# [SET TASK]
Copy the entries below with "with a dot" swapped for "with a single point" everywhere it occurs, keeping everything else unchanged. Leave the pictures out of your copy.

# [EXERCISE INPUT]
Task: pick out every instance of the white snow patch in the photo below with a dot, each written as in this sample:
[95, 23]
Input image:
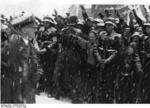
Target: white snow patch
[44, 99]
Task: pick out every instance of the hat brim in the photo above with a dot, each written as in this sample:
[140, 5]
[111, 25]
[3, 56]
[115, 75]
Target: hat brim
[147, 24]
[100, 24]
[109, 22]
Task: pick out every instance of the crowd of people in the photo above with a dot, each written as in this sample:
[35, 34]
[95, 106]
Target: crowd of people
[94, 60]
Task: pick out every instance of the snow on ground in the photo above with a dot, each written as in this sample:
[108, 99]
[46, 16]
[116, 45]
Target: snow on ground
[44, 99]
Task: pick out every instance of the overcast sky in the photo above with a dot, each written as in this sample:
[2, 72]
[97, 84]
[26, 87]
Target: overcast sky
[37, 7]
[44, 7]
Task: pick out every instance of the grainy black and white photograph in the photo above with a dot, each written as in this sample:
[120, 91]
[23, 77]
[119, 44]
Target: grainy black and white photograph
[74, 53]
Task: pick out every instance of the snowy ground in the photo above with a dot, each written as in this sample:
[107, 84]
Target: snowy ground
[44, 99]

# [RESULT OF THE EXERCISE]
Task: pick out every instance of the white snow patch in the photo below with a single point, each written as in this sample:
[95, 23]
Input image:
Target: white snow patch
[44, 99]
Task: pick out every instance of the hat brim in the photo above with a single point, each written as in this sample:
[140, 5]
[111, 25]
[3, 56]
[115, 75]
Target: hat brim
[147, 24]
[100, 24]
[109, 22]
Task: pick out every instance of the crowd of people in the photo above with a single point, each written as in this sample:
[35, 34]
[95, 106]
Target: crowd of people
[94, 60]
Task: pick out every instance of the snow on ground in the photo above with a single point, each written as in this sample:
[108, 99]
[46, 16]
[116, 45]
Target: snow on ground
[44, 99]
Task: pick out every instance of the overcast sky in the photo above with a single point, each written as in this sample:
[2, 72]
[97, 84]
[26, 87]
Target: overcast sky
[37, 7]
[44, 7]
Task: pick out every instance of the grainy black and white photograph in the photo above with a single point, each written as in this sample:
[120, 91]
[23, 77]
[119, 44]
Target: grainy black and white photograph
[74, 53]
Task: pick out every instance of the snowy ground in the photo above with a single point, each written as in this sample:
[107, 84]
Target: snowy ground
[44, 99]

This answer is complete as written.